PROBLEM DETAILS :: Collect every line of the items below that contains the word "floral", and copy each one. Case counts.
※
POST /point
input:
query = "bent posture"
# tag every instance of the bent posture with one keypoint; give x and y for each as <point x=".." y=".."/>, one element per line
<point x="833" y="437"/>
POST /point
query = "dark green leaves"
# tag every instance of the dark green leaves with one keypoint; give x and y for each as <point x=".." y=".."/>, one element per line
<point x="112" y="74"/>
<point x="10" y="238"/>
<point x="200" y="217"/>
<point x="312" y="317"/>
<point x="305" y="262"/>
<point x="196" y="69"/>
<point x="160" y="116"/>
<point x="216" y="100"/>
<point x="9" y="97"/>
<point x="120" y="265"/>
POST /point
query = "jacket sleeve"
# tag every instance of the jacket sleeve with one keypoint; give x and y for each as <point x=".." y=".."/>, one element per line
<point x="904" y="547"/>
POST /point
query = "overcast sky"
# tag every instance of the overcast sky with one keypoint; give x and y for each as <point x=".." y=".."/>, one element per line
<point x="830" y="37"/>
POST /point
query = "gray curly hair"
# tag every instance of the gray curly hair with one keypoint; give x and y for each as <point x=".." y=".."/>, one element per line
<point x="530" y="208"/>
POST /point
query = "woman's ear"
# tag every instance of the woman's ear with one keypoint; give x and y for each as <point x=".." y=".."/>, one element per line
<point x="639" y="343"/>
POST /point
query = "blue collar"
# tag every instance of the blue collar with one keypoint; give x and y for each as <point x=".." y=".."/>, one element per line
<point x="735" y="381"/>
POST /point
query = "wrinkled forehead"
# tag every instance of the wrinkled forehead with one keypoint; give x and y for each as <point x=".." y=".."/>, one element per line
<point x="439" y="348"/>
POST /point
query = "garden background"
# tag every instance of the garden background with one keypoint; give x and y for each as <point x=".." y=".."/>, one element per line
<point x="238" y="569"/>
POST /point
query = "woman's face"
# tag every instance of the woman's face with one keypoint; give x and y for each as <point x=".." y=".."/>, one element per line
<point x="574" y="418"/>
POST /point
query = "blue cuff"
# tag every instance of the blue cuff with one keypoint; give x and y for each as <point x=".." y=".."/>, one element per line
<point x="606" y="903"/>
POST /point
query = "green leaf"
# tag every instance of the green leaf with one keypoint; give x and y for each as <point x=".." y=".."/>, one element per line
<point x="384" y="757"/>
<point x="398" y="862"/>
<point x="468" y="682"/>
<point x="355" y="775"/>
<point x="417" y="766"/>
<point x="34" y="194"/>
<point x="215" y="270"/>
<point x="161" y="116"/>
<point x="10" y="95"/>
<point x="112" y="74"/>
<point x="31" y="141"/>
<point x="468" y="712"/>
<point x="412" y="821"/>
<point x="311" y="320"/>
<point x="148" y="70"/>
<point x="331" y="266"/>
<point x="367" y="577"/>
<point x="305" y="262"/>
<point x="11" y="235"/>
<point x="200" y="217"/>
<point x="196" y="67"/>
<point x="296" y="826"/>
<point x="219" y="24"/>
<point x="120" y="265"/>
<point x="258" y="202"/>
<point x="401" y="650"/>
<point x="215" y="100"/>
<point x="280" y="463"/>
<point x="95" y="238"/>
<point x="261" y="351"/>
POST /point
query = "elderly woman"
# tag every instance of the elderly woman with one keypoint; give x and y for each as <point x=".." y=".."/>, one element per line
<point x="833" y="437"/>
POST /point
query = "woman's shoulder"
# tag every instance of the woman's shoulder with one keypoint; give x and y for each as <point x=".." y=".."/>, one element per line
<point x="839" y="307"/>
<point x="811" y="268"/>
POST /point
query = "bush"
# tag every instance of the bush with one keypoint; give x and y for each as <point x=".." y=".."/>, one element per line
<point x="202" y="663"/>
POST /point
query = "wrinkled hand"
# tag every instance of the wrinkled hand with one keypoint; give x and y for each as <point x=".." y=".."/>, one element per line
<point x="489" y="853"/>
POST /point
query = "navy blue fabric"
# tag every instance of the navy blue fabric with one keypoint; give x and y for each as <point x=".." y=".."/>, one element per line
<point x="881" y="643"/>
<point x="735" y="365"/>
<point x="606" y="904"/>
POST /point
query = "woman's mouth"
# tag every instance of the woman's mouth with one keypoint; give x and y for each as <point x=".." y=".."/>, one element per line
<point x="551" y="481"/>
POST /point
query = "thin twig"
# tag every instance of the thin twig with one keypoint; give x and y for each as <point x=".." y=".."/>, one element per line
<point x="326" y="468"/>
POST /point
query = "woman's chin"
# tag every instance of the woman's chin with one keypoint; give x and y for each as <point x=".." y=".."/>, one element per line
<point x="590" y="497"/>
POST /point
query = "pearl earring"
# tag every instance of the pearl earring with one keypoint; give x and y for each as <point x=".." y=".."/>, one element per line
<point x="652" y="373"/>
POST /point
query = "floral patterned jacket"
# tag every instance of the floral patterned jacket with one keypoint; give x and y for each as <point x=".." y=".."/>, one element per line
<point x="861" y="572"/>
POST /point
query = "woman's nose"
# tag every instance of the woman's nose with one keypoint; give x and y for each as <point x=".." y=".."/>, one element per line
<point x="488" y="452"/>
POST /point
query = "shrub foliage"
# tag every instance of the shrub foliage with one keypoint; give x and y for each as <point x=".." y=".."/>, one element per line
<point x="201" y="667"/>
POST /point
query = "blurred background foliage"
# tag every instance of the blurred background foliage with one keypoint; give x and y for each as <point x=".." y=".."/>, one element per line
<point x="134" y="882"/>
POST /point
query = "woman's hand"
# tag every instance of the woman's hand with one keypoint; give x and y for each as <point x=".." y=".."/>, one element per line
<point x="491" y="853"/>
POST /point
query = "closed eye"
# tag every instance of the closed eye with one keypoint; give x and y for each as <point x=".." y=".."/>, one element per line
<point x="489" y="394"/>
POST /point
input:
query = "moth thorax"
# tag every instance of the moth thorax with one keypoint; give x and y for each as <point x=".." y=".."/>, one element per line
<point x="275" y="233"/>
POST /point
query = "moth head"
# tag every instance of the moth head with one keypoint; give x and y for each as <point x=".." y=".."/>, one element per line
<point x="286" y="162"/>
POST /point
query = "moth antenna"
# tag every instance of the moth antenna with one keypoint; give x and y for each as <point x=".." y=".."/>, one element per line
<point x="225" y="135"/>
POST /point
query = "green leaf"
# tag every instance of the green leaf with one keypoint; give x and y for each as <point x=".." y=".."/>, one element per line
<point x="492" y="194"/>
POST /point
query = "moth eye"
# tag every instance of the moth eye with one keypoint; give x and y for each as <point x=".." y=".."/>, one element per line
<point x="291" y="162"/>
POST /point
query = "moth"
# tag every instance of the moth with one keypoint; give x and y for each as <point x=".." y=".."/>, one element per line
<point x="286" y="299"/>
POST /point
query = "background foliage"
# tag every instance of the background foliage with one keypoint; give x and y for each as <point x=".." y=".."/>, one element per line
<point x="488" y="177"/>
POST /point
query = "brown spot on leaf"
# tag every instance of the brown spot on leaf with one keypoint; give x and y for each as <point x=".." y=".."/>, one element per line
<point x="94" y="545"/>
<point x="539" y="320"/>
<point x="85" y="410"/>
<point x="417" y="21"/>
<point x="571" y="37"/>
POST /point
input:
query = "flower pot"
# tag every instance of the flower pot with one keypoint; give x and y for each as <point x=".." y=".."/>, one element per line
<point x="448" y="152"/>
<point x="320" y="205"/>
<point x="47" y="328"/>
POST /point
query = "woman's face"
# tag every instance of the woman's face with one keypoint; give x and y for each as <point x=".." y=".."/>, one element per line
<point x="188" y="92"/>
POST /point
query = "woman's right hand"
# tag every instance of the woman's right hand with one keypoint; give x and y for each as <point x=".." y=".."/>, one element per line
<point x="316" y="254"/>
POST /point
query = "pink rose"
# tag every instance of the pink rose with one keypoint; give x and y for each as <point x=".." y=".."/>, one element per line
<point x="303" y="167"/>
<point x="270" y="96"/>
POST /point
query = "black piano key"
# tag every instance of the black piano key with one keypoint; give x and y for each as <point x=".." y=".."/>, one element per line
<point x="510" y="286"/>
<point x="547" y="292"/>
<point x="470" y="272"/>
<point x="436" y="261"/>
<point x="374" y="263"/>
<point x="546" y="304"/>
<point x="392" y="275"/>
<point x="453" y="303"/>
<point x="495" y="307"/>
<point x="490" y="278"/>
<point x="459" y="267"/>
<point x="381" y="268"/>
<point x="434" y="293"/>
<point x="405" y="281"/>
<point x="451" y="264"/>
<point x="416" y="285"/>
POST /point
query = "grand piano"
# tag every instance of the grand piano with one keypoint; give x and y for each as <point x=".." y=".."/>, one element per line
※
THE COMPLETED TASK ::
query = "floral patterned jacket"
# tag every instance of the floral patterned jacket with one keypoint; give x and y for each as <point x=".." y=".."/>, one element per line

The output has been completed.